### Task details
Keep the wording of the records intact as you retype them, and omit every image.

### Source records
***

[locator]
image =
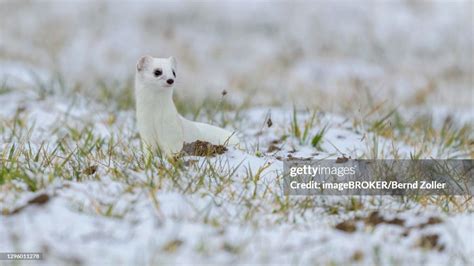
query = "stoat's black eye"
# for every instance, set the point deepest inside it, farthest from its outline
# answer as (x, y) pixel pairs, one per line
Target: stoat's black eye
(158, 72)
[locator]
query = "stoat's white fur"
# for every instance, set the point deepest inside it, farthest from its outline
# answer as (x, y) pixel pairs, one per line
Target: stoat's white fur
(159, 123)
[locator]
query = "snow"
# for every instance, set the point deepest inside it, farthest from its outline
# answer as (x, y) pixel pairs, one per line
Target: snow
(319, 55)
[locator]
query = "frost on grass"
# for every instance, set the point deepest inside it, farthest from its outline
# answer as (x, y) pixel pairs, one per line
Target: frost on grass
(76, 184)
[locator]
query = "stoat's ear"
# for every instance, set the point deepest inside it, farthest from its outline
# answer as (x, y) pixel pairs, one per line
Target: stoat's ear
(173, 62)
(142, 62)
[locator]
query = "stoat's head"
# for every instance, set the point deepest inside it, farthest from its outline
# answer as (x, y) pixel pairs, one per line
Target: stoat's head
(156, 73)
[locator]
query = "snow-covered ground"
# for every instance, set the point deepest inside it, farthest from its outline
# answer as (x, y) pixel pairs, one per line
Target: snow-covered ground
(76, 185)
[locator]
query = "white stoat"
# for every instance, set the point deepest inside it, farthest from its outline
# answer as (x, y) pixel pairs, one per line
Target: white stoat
(159, 123)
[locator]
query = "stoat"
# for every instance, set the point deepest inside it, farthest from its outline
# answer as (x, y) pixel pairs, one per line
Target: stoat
(159, 123)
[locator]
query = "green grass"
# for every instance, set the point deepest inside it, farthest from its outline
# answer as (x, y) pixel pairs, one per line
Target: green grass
(81, 155)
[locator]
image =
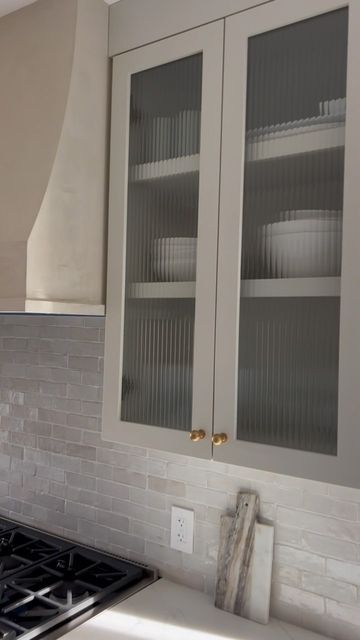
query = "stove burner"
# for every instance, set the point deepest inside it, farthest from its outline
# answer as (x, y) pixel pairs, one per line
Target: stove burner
(69, 593)
(35, 580)
(5, 547)
(6, 633)
(103, 575)
(8, 597)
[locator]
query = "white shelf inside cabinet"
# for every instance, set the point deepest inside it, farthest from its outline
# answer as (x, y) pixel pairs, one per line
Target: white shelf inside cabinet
(295, 141)
(141, 290)
(169, 169)
(291, 288)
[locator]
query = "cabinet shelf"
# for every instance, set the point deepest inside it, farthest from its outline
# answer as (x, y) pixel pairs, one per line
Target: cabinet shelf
(291, 288)
(295, 141)
(141, 290)
(170, 169)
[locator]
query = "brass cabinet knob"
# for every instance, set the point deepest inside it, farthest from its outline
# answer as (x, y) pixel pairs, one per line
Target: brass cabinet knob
(197, 434)
(219, 438)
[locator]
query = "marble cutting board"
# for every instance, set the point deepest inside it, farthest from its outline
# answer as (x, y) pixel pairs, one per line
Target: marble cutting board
(245, 562)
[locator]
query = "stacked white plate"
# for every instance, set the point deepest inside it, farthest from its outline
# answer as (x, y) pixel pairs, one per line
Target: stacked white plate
(174, 259)
(306, 243)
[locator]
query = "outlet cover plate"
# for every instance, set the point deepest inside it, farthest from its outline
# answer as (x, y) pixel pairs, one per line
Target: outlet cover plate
(182, 529)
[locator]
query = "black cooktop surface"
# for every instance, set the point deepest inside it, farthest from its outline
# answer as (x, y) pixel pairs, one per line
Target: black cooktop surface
(45, 581)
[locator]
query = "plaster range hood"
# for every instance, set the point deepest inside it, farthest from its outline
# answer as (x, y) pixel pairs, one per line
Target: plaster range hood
(54, 73)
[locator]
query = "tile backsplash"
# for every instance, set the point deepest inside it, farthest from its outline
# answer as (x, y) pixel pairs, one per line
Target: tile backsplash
(58, 474)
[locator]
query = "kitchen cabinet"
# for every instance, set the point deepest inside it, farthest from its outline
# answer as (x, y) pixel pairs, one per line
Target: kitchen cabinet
(164, 194)
(278, 274)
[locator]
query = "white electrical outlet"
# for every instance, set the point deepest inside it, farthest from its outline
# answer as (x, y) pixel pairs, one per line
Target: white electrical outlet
(182, 529)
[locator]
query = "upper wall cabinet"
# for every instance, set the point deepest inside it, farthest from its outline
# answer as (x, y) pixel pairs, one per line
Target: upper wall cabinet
(288, 293)
(270, 261)
(165, 157)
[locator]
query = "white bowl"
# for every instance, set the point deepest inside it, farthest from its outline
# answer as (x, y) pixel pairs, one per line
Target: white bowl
(299, 226)
(311, 214)
(304, 254)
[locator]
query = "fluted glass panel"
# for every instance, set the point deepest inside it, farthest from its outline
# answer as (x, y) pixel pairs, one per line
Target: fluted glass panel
(161, 244)
(292, 234)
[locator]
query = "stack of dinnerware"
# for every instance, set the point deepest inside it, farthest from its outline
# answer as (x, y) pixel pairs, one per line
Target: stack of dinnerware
(172, 136)
(174, 259)
(305, 243)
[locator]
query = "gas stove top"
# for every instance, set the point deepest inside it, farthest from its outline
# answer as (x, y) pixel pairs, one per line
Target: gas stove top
(46, 581)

***

### Task solution
[locator]
image =
query = "stoat's black eye"
# for every instance, set the point deepest inside it, farthest from its outline
# answer as (x, y) pixel pairs, one per line
Target: stoat's black eye
(158, 72)
[locator]
query = "stoat's white fur"
# for every instance, set the point deepest inside it, farthest from its outline
# answer as (x, y) pixel pairs, one per line
Target: stoat's white fur
(159, 123)
[locator]
query = "snow"
# for every instance, set the point deepest inside it, farthest from its outline
# answer as (x, y) pixel pairs, one per line
Target: snow
(319, 55)
[locator]
query = "frost on grass"
# for every instance, set the point deepest inside it, farthest from its outline
# answer as (x, y) pixel pairs, one per line
Target: frost on grass
(76, 184)
[locator]
query = "stoat's ear"
# for every instance, set the point deepest inside it, farthest from its outline
# answer as (x, y) pixel pairs, one per line
Target: stoat's ear
(173, 62)
(142, 62)
[locator]
query = "stoat's head"
# for every instance, set the point deepest inside it, farthest from its outline
# answer as (x, y) pixel pairs, one per line
Target: stoat's head
(156, 73)
[locator]
query = "snow-covered ground"
# for every instance, set the point deepest inside it, farthest from its outline
# answer as (x, y) pixel pairs, one per line
Target: snow-covered ground
(76, 185)
[locator]
query = "white stoat"
# for every instance, set the point deepest inside it, farthest from its outline
# answer as (x, y) pixel pairs, one per line
Target: white stoat
(159, 123)
[locator]
query = "stoat"
# for every instance, set the point deepest inside it, farthest from its outline
# answer as (x, y) pixel pairs, one per line
Target: stoat
(159, 123)
[locator]
query = "green grass"
# for every instance, set the point deepest inside it, farthest from its outline
# answer as (x, y) pixel pairs, one per line
Target: green grass
(81, 155)
[locator]
image =
query = "stove burner"
# for every instance, set the point deepest inside it, farthest from its outline
# answer as (x, y) pixel pairs, one per line
Target: stove burner
(69, 593)
(35, 580)
(5, 547)
(6, 633)
(103, 575)
(8, 597)
[locator]
query = "white shelf inside cabinet"
# for every instance, set the point deepest inside it, farthest from its outline
# answer as (x, y) pixel pairs, one per line
Target: white shelf inside cabinet
(295, 141)
(141, 290)
(169, 169)
(291, 288)
[locator]
query = "cabinet shelf"
# for every instance, set the point deepest inside it, farthest from its outline
# answer as (x, y) pixel pairs, one per line
Target: cabinet shelf
(291, 288)
(295, 141)
(141, 290)
(170, 169)
[locator]
query = "brass cabinet knob"
# for every instance, set the point deepest inside it, farthest from its outline
# answer as (x, y) pixel pairs, one per line
Target: brass cabinet knob
(197, 434)
(219, 438)
[locator]
query = "marble cutting board"
# for every instance, set the point deepest inside it, farthest from its outline
# answer as (x, y) pixel pairs, one per line
Target: marble cutting board
(245, 562)
[locator]
query = "stacked white plate"
# for every instance, set the point deepest inside it, farthest from its outline
# answer as (x, y) pixel pairs, one per line
Target: stacked white plate
(174, 259)
(306, 243)
[locator]
query = "outlet cover plate"
# for every instance, set the point deepest inside it, farthest from its outline
# answer as (x, y) pixel pairs, one per line
Target: outlet cover plate
(182, 529)
[locator]
query = "black cooktop surface"
# for every instance, set the point deepest inside it, farthest from its outline
# answer as (x, y) pixel pairs, one per line
Target: black cooktop surface
(45, 581)
[locator]
query = "plaster range hood"
# for every instance, set the point deepest inside it, farthest from its outline
# answer as (x, y) pixel pairs, one per line
Target: plaster range hood
(54, 73)
[locator]
query = "tile backsplash"
# for every instance, set the point deepest inside it, farthest from its outline
# answer as (x, y) pixel pairs, one per line
Target: tile backsplash
(58, 474)
[locator]
query = "kitchen cabinet"
# for every instance, set the point deepest inside it, farthest from its outline
# answer as (x, y) pixel pairs, one per line
Target: kitchen cabinet
(164, 194)
(278, 274)
[locator]
query = "white electrical outlet"
# for every instance, set the point deepest inside it, farthest from its outline
# answer as (x, y) pixel pairs, one per line
Target: white electrical outlet
(182, 529)
[locator]
query = "upper wall cabinet"
# for every instance, set the point deepest inside it, farthest from its outline
# answer as (x, y) pixel pairs, one per line
Target: upper wall cabinet
(288, 293)
(270, 261)
(165, 157)
[locator]
query = "white bowl"
# for every instance, set the point deepest inside it, farthest from its outline
# answer as (x, y) pixel pairs, one per line
Target: white bowl
(299, 226)
(311, 214)
(304, 254)
[locator]
query = "fluted glass panel"
# for every instance, set the point deepest inside it, farthest from its outline
# answer as (x, y) pixel pairs, one per line
Target: fluted glass panel
(161, 244)
(292, 234)
[locator]
query = "stack of dinnerware"
# for every instance, set the point deepest inside it, farthest from its outline
# answer as (x, y) pixel pairs, one per line
Target: stack of dinnerware
(172, 136)
(174, 259)
(305, 243)
[locator]
query = "gas stove top"
# for every instance, set the point deepest inside it, farthest from its outline
# answer as (x, y) pixel pairs, one per line
Target: gas stove top
(46, 581)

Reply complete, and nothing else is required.